Referring expression data:
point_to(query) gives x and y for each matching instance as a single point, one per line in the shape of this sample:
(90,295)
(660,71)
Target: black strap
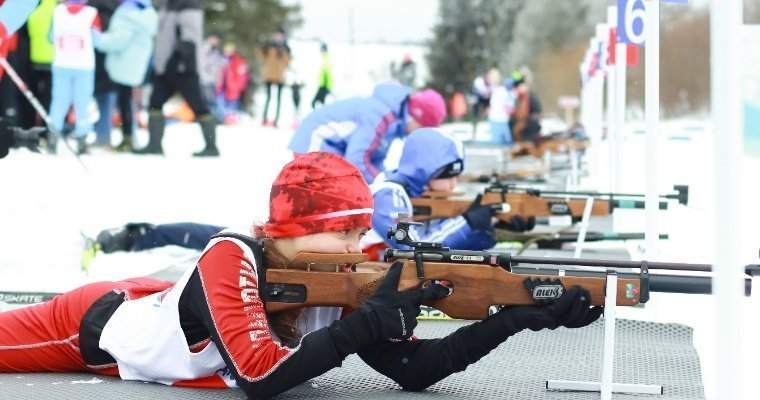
(256,246)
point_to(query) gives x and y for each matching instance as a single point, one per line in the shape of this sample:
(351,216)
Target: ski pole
(37,106)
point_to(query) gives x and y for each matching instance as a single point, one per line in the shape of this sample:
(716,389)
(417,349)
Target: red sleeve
(230,282)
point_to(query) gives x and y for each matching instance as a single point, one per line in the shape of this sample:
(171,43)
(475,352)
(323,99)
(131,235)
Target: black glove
(393,314)
(518,224)
(478,216)
(570,310)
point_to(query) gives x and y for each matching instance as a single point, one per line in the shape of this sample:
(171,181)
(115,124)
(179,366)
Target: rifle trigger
(418,264)
(644,282)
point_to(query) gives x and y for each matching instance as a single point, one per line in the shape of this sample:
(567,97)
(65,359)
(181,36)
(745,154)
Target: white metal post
(725,23)
(612,129)
(606,386)
(652,111)
(584,226)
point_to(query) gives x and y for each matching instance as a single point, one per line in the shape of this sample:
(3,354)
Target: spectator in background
(406,74)
(481,90)
(213,61)
(361,129)
(500,107)
(458,106)
(74,66)
(105,88)
(275,56)
(525,119)
(177,64)
(325,78)
(128,46)
(232,83)
(41,50)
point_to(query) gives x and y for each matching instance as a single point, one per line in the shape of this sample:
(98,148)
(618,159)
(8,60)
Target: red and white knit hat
(318,192)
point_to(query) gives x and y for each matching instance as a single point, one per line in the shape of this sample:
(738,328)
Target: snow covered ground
(45,201)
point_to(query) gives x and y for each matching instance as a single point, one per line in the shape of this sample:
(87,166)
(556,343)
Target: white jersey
(72,38)
(145,338)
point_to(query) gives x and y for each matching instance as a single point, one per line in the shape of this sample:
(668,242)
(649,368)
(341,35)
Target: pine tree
(249,22)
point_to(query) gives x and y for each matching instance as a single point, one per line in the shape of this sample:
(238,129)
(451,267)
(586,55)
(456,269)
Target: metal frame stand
(606,387)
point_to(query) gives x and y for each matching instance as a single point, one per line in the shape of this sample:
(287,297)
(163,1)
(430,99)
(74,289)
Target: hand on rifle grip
(570,310)
(392,314)
(479,216)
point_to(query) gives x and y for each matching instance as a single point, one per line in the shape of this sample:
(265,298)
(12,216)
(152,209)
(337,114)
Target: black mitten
(478,216)
(570,310)
(518,224)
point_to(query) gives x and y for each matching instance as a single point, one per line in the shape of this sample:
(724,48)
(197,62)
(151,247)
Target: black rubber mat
(645,353)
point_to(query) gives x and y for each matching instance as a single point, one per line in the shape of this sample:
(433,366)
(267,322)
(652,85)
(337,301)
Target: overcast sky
(373,20)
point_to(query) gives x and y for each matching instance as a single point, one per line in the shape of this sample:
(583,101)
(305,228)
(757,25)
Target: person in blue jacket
(430,160)
(362,129)
(128,47)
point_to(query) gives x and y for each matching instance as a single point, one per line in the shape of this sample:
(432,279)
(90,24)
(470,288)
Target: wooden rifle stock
(522,204)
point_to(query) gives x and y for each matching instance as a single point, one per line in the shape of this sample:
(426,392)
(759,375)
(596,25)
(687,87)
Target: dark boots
(125,146)
(208,127)
(121,238)
(156,123)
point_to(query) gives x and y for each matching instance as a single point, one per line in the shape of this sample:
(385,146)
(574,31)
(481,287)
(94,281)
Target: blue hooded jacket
(128,43)
(361,129)
(426,150)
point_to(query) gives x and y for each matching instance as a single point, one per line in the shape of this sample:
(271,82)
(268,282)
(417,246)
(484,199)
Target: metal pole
(612,127)
(725,23)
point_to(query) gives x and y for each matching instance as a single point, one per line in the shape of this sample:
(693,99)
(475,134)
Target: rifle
(522,173)
(544,145)
(555,240)
(478,279)
(511,200)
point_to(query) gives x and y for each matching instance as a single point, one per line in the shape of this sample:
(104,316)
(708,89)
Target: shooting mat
(645,353)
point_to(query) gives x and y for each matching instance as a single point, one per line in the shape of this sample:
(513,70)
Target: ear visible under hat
(318,192)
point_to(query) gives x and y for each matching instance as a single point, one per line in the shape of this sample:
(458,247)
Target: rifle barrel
(515,260)
(663,283)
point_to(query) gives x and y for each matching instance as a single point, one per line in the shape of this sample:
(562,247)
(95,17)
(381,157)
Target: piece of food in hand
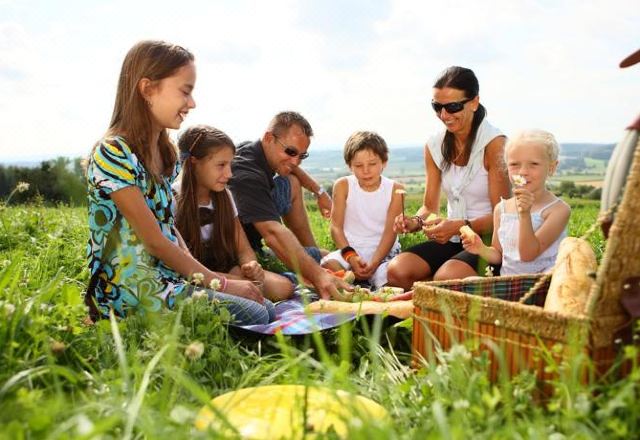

=== About this exercise ===
Please retype all the entries word for word, omitting the pictures.

=== Completed exercise ===
point_to(query) gives x and y for each matching instance as a single point, one per line in the shape of this sample:
(90,295)
(660,71)
Target: black strap
(256,246)
point_to(query) gives x and y for each matching instance as a single point, one per line in the shape of this sample:
(351,216)
Target: ski pole
(37,106)
point_to(query) gives x and y for each matching instance as a single point, one per line in the shape of this sample:
(716,389)
(417,349)
Target: red sleeve
(230,282)
point_to(query) gives x and y for each matching instance as a single point, one per line in the shape of this sample:
(171,43)
(475,352)
(323,99)
(131,235)
Target: black glove
(393,314)
(518,224)
(478,216)
(570,310)
point_to(query) gives x and y for each matching instance as a single point, one per line in the shape of this sample:
(171,181)
(115,124)
(179,366)
Target: rifle trigger
(418,264)
(644,282)
point_to(query) gives x and y for each matching instance as a single point, one per line in the shape of this sample:
(567,97)
(65,359)
(181,36)
(745,154)
Target: white metal post
(725,23)
(612,129)
(606,386)
(652,111)
(584,226)
point_to(query) gives x and y for each matching instance as a single point, one per line in the shape of this sample:
(3,354)
Target: spectator in background
(406,74)
(481,90)
(213,61)
(361,129)
(500,107)
(458,106)
(74,66)
(105,88)
(275,56)
(525,119)
(177,64)
(325,78)
(128,46)
(232,83)
(41,50)
point_to(query) gives x and y for each matching instance as a single point, one per line in the shape of this sample:
(98,148)
(618,159)
(8,60)
Target: red and white knit hat
(318,192)
point_to(query) gives x and y for each matching instance as a single point, one per line in the shape of this sample:
(738,328)
Target: snow covered ground
(45,201)
point_to(query) gives x and y for each matching instance as a single point, one per line in the shape of this sample:
(87,166)
(556,343)
Target: white jersey
(72,38)
(145,338)
point_to(query) gives x and y for each matching instance as a single point, one per line in the shape of this sample:
(668,242)
(649,368)
(341,35)
Target: pine tree
(249,22)
point_to(query) gives x and y for each matching instance as a single point, one per line in the shape of this sample:
(238,129)
(451,267)
(586,55)
(456,269)
Target: metal frame stand
(606,387)
point_to(query) gives x and y for each matching instance as a single point, one per line in the shape of this sample:
(287,297)
(163,1)
(430,99)
(74,289)
Target: hand on rifle grip
(570,310)
(392,314)
(479,216)
point_to(query) gives x and y for each matching instance as a single point, one per line in the shape of this sample:
(265,298)
(12,216)
(152,209)
(337,114)
Target: black mitten
(478,216)
(570,310)
(518,224)
point_to(query) gives x and y for each matching instance as a single point, one per line in the shape of this sample:
(724,48)
(197,62)
(151,247)
Target: black rubber mat
(645,353)
point_to(query) gives x and y for each matching instance as a single point, one per line in the shape of this sample:
(433,366)
(267,322)
(652,85)
(337,301)
Target: overcast sky
(373,20)
point_to(query) gives x and y for each matching instance as a single point, one per line in the shape of this sample:
(583,101)
(305,228)
(757,25)
Target: person in blue jacket
(430,160)
(362,129)
(128,47)
point_to(query) gives x and y for each matching instance as a single point, one per line in the shape of this sample:
(432,279)
(90,24)
(470,288)
Target: wooden rifle stock
(522,204)
point_to(query) gives x and y for each matching instance as a single point, one per line in the shape of this sample:
(426,392)
(759,375)
(596,25)
(687,87)
Target: dark boots
(125,146)
(208,127)
(121,238)
(156,123)
point_to(query) gives x and y for each matching instance as a single point, one per line in the shape of this sample:
(385,146)
(574,31)
(481,287)
(94,281)
Target: blue hooded jacket
(128,43)
(361,129)
(426,150)
point_to(query) gives x and y for each matching instance as a single point, one per line in the shape of this sample:
(271,82)
(268,282)
(417,246)
(484,199)
Target: metal pole
(612,127)
(725,23)
point_to(query) gives x and y for each matching instance as a single point, one per line in the shape of this sample:
(693,99)
(475,134)
Target: rifle
(522,173)
(544,145)
(555,240)
(478,279)
(511,200)
point_to(query) gives x and y for each matching instance as a single point, one per line in the shape of this sample:
(104,316)
(708,89)
Target: shooting mat
(645,353)
point_to(query) gives x and y for each matching instance as a single point, one per line in the shape of this sample:
(513,70)
Target: ear visible under hat
(318,192)
point_to(query) gives x and y for each matching instance as a single point, one per line in the shape of this sample:
(458,247)
Target: rifle barrel
(515,260)
(663,283)
point_to(query) gives x and y for each matching instance as a single point, one per line in the shape of this sample:
(562,247)
(95,17)
(381,157)
Target: piece of food in hand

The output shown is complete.